■ FRAGMENTO DADO ■
········

Redacción (Lunes, 05-01-2015, Gaudium Press) «Ningún pueblo recibió tanto cariño, a ningún otro reveló sus preceptos» (Sl 147, 9). Con esas palabras se refiere el salmista a la nación de Israel con la cual Dios estableció un fuerte vínculo. El Todopoderoso se manifestaba incesantemente a los israelíes; estos lo adoraban por ser Él su Dios, y era tal la reverencia prestada a su supremo poder, que el pueblo no tenía otro soberano sino el propio Creador del Universo. Entretanto, no todos se acuerdan cuándo comenzó, cómo y hacia dónde confluía ese especialísimo convivio.

········

■ OBJETIVO ■
Reproduce palabra por palabra el trozo del fragmento sobre Israel que va de "Redacción (Lunes, 05-01-2015, Gaudium" a "ese especialísimo convivio.", ambos incluidos.

········

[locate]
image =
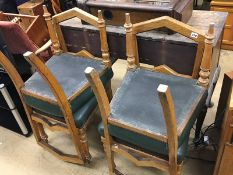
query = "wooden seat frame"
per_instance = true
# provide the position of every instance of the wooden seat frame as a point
(202, 66)
(39, 121)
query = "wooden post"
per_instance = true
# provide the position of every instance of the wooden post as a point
(170, 120)
(103, 40)
(207, 58)
(130, 49)
(53, 36)
(104, 108)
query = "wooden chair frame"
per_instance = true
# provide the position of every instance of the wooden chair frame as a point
(138, 157)
(57, 36)
(39, 121)
(204, 50)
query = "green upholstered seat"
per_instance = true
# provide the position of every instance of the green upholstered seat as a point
(69, 71)
(136, 104)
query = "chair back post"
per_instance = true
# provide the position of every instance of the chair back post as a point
(205, 67)
(171, 126)
(130, 45)
(18, 83)
(101, 96)
(53, 36)
(59, 94)
(103, 40)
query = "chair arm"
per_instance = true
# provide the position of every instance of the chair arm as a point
(44, 47)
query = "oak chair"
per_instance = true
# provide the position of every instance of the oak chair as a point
(58, 96)
(152, 128)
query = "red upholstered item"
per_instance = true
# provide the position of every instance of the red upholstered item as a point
(16, 39)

········

■ SALIDA CORRECTA ■
Redacción (Lunes, 05-01-2015, Gaudium Press) «Ningún pueblo recibió tanto cariño, a ningún otro reveló sus preceptos» (Sl 147, 9). Con esas palabras se refiere el salmista a la nación de Israel con la cual Dios estableció un fuerte vínculo. El Todopoderoso se manifestaba incesantemente a los israelíes; estos lo adoraban por ser Él su Dios, y era tal la reverencia prestada a su supremo poder, que el pueblo no tenía otro soberano sino el propio Creador del Universo. Entretanto, no todos se acuerdan cuándo comenzó, cómo y hacia dónde confluía ese especialísimo convivio.